***** Gekozen fragment *****

Accountantskamer: Klacht curator bureau van Yme Drost verjaard
De curator is in 2010 aangesteld en concentreerde zich vooral op een doorstart van het letselschadebedrijf. Hij heeft in het najaar van dat jaar ook kunnen zien dat in de jaarrekening 2008 geen continuïteitsparagraaf was opgenomen. En hij verdiepte zich meteen in de financiële situatie van het bedrijf. In die jaarrekening was ook opgenomen dat het bedrijf dat jaar een verlies van 680.000 euro voor belastingen leed. En dat van januari 2009 tot eind oktober dat jaar nog eens een verlies van 328.000 euro werd geleden. Er was sprake van een liquiditeitstekort van 1,1 miljoen euro. Klager had toen dus al redelijkerwijs kunnen constateren dat het handelen danwel het nalaten door de accountant volgens de curator in strijd was met het belang van een goede uitoefening van het accountantsberoep. Hij diende echter pas in februari dit jaar een klacht in. Voor dergelijke klachten geldt een termijn van drie jaar. Die is verstreken en dus moet de tuchtrechter de klacht niet-ontvankelijk verklaren, aldus het vonnis.
De Accountantskamer voegt nog toe dat er onvoldoende feiten zijn waarom de accountant geen samenstellingsverklaring over de jaarrekening 2008 had mogen geven. De bank was immers positief over het bedrijf en ook de fiscus werkte mee. Er was dus “geen aanleiding te zien voor gerede twijfel omtrent de continuïteit van de onderneming”, concludeert de tuchtrechter.

***** Aangeleverde gegevens *****

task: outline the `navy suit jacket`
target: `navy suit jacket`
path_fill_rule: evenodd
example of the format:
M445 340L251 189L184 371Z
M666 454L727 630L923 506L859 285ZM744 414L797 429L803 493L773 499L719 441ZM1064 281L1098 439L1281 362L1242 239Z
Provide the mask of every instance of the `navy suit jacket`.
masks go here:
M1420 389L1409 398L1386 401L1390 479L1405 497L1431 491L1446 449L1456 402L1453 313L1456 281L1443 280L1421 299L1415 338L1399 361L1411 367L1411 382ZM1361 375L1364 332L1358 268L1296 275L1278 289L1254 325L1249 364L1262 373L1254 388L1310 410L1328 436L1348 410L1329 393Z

*****
***** Aangeleverde gegevens *****

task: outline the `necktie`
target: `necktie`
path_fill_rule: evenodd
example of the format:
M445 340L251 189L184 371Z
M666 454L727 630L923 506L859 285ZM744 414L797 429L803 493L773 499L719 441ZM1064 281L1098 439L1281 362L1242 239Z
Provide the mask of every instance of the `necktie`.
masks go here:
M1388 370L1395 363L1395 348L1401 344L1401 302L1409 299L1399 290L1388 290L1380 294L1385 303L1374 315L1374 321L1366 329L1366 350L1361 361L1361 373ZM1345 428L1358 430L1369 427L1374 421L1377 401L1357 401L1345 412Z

*****

Over deze opdracht:
Schrijf het fragment over de verjaarde klacht van de curator in zijn geheel letterlijk over.

Schriftelijk antwoord:
Accountantskamer: Klacht curator bureau van Yme Drost verjaard
De curator is in 2010 aangesteld en concentreerde zich vooral op een doorstart van het letselschadebedrijf. Hij heeft in het najaar van dat jaar ook kunnen zien dat in de jaarrekening 2008 geen continuïteitsparagraaf was opgenomen. En hij verdiepte zich meteen in de financiële situatie van het bedrijf. In die jaarrekening was ook opgenomen dat het bedrijf dat jaar een verlies van 680.000 euro voor belastingen leed. En dat van januari 2009 tot eind oktober dat jaar nog eens een verlies van 328.000 euro werd geleden. Er was sprake van een liquiditeitstekort van 1,1 miljoen euro. Klager had toen dus al redelijkerwijs kunnen constateren dat het handelen danwel het nalaten door de accountant volgens de curator in strijd was met het belang van een goede uitoefening van het accountantsberoep. Hij diende echter pas in februari dit jaar een klacht in. Voor dergelijke klachten geldt een termijn van drie jaar. Die is verstreken en dus moet de tuchtrechter de klacht niet-ontvankelijk verklaren, aldus het vonnis.
De Accountantskamer voegt nog toe dat er onvoldoende feiten zijn waarom de accountant geen samenstellingsverklaring over de jaarrekening 2008 had mogen geven. De bank was immers positief over het bedrijf en ook de fiscus werkte mee. Er was dus “geen aanleiding te zien voor gerede twijfel omtrent de continuïteit van de onderneming”, concludeert de tuchtrechter.